━━ Information given

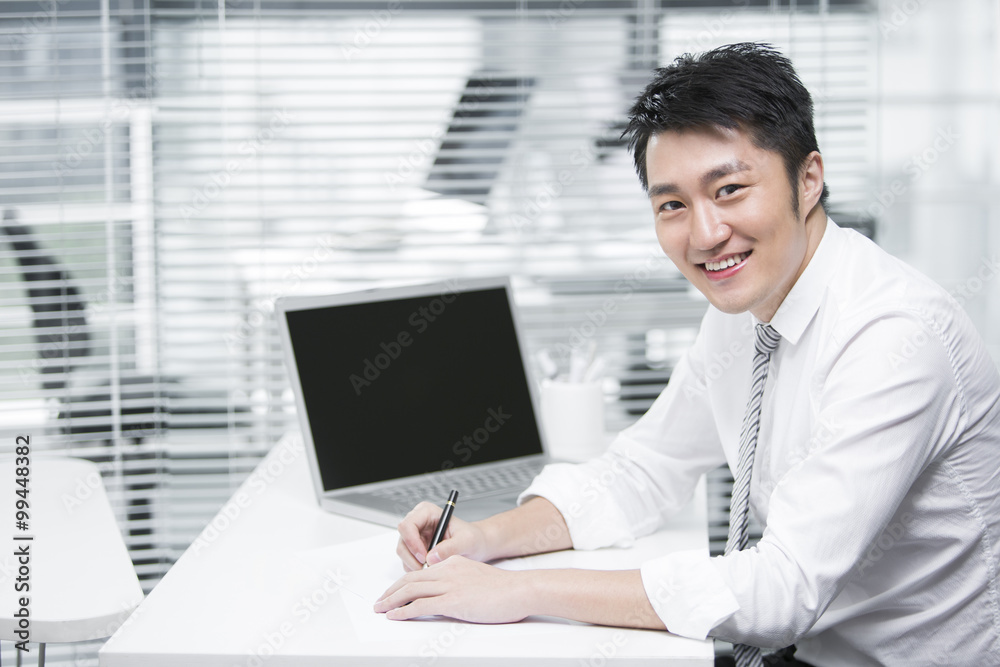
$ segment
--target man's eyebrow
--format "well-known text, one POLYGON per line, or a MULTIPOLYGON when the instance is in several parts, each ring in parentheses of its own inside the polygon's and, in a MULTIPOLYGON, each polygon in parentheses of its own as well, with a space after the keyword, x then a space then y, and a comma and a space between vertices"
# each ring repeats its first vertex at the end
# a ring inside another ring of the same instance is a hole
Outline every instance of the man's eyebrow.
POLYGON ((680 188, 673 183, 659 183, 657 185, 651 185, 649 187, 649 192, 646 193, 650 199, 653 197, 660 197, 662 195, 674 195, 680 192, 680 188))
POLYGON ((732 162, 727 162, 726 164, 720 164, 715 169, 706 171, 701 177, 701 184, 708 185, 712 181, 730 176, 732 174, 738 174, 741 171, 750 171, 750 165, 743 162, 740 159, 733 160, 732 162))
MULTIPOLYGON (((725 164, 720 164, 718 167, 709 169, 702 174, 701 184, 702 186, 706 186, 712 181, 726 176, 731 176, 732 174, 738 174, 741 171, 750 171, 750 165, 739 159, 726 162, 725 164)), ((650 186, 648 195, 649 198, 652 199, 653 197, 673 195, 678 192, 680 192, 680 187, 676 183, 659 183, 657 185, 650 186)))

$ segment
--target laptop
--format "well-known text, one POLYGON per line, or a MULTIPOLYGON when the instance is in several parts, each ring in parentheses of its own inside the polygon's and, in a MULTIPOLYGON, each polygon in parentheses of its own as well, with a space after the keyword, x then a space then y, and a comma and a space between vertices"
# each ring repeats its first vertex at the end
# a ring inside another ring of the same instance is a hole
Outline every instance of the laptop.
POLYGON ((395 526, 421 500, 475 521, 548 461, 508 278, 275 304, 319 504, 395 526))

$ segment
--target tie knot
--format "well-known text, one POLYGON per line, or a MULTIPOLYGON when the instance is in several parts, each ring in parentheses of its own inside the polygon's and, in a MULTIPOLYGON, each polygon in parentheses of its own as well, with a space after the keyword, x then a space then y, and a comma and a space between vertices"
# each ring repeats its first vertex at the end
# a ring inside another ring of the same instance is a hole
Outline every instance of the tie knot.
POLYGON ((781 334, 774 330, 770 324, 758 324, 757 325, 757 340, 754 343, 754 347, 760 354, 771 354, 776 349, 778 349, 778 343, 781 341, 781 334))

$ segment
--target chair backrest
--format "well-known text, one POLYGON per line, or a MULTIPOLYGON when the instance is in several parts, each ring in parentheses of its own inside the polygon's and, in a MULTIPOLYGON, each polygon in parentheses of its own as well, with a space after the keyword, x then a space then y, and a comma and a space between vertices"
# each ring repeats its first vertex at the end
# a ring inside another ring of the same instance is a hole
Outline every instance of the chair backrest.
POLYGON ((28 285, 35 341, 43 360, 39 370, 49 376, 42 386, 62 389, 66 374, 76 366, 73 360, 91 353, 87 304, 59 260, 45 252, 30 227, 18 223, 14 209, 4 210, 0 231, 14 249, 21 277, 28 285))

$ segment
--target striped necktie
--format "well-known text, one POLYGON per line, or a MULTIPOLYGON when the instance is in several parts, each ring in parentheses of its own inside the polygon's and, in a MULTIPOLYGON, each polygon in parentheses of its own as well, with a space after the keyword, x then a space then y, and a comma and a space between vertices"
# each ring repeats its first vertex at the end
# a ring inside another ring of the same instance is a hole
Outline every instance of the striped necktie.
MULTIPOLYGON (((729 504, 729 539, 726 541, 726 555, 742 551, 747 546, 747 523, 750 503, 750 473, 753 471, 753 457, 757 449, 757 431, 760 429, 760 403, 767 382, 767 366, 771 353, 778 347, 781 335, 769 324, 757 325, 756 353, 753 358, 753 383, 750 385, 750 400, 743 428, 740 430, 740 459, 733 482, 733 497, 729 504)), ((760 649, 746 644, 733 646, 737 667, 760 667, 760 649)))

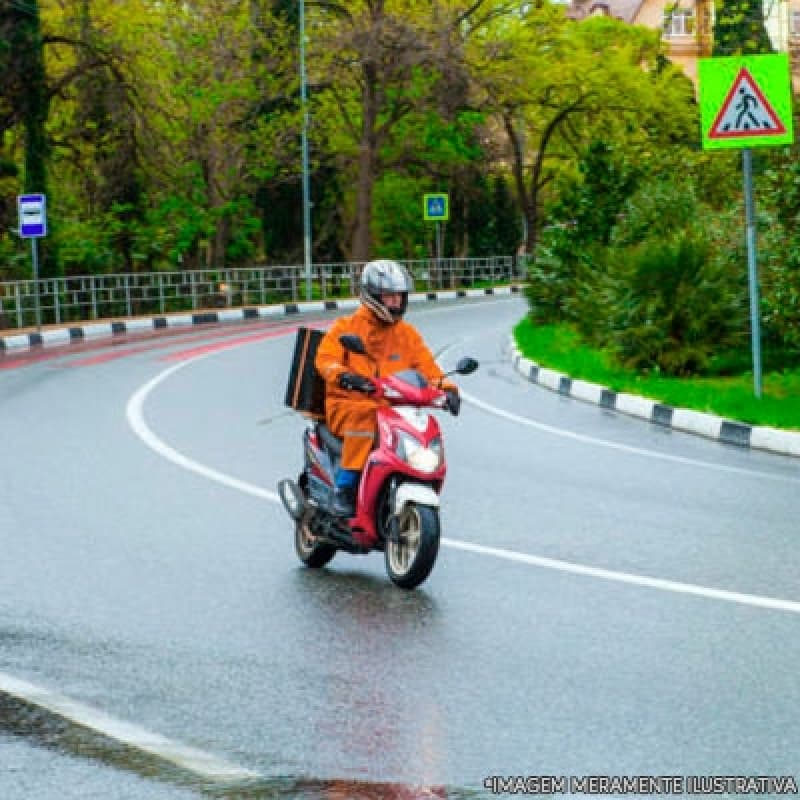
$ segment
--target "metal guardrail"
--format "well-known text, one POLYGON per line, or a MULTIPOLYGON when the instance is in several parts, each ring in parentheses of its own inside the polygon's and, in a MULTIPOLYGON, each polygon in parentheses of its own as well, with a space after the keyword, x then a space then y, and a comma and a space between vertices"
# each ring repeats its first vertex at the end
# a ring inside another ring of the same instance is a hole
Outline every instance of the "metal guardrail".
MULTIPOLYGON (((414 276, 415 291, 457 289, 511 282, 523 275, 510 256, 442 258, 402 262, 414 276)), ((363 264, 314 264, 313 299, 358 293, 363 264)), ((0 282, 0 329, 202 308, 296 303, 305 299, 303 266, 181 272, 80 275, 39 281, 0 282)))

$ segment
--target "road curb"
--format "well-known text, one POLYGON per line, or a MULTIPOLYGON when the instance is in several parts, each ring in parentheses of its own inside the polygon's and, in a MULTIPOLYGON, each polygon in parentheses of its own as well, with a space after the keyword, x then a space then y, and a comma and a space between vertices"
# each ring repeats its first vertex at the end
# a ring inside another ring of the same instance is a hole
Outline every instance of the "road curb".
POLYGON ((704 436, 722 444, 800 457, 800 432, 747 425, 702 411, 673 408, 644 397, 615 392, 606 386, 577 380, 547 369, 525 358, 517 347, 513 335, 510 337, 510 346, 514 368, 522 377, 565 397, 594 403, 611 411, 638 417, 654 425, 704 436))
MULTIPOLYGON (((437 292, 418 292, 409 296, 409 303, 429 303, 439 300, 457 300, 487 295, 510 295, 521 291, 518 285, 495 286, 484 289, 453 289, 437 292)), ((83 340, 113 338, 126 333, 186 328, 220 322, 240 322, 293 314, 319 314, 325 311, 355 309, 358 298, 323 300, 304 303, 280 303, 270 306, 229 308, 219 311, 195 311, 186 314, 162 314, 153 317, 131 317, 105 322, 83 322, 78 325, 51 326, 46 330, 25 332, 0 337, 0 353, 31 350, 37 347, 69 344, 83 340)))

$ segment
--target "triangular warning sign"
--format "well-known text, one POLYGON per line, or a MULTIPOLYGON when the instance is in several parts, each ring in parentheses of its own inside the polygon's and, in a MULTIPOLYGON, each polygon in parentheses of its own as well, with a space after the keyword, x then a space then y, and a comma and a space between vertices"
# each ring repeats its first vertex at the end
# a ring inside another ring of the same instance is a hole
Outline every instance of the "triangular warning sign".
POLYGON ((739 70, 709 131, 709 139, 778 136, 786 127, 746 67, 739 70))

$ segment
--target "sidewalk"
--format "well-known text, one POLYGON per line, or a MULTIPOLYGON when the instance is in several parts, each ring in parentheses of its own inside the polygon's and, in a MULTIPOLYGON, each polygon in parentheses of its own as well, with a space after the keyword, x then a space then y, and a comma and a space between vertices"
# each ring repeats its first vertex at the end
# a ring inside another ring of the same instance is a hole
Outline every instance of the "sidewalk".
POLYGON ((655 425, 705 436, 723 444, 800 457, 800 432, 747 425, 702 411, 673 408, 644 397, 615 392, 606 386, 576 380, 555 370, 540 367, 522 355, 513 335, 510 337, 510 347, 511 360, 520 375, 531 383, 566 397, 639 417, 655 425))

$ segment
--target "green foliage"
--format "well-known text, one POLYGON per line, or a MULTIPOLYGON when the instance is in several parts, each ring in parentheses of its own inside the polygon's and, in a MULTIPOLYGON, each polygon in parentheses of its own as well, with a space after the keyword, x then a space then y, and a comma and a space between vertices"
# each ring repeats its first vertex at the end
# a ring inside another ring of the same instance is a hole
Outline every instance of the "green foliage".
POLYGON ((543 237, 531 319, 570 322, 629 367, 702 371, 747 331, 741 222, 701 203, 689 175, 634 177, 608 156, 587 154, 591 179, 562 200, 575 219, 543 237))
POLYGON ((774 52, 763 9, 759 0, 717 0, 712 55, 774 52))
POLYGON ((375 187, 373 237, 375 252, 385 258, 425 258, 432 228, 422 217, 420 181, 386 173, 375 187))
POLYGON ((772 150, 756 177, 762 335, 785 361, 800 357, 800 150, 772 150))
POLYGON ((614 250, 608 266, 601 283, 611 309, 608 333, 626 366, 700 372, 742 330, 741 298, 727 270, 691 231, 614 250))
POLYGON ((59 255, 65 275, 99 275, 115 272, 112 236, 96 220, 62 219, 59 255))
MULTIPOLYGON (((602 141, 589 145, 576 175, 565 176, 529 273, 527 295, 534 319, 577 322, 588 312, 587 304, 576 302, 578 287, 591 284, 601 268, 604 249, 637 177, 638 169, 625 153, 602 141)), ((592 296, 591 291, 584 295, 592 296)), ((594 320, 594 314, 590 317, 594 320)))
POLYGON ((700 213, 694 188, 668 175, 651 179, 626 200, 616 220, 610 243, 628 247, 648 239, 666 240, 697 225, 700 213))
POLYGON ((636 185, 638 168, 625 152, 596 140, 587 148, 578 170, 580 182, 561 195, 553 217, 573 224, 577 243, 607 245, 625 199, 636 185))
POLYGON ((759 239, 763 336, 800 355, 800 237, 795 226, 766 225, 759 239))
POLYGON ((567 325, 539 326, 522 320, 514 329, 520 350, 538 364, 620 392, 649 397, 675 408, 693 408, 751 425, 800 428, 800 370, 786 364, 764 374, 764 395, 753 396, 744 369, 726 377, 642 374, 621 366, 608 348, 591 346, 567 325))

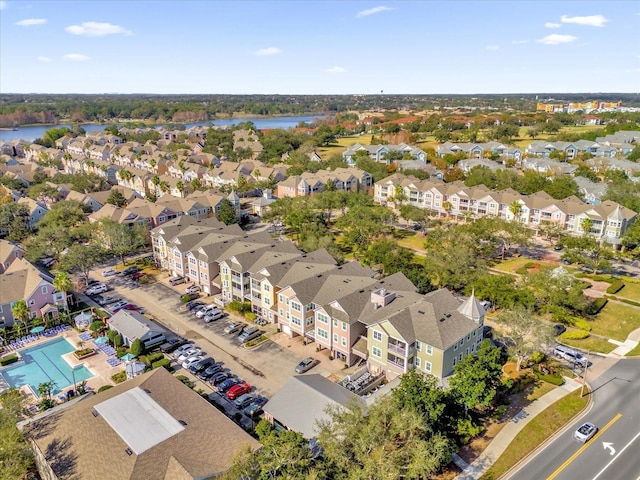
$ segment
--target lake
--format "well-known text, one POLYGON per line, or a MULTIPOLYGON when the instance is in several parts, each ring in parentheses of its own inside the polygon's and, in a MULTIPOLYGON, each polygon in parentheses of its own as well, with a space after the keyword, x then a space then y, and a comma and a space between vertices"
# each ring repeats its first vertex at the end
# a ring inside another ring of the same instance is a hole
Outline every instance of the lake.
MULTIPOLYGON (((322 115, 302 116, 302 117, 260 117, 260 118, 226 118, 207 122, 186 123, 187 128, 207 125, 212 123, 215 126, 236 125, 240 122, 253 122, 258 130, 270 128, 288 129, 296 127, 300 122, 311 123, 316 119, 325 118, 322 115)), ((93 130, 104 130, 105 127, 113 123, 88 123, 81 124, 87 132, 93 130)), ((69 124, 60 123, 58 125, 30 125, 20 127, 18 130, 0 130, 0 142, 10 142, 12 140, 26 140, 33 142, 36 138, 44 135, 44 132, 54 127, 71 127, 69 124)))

━━━━

◆ Problem statement: Looking at the data above, write out exactly the lines that start at the one containing "Outline every instance of the laptop." and end at the one containing "--target tie knot"; include both and nothing beyond.

◆ Expected answer:
Outline every instance of the laptop.
POLYGON ((395 526, 421 500, 475 521, 548 461, 508 278, 275 304, 319 504, 395 526))

$ segment
--target tie knot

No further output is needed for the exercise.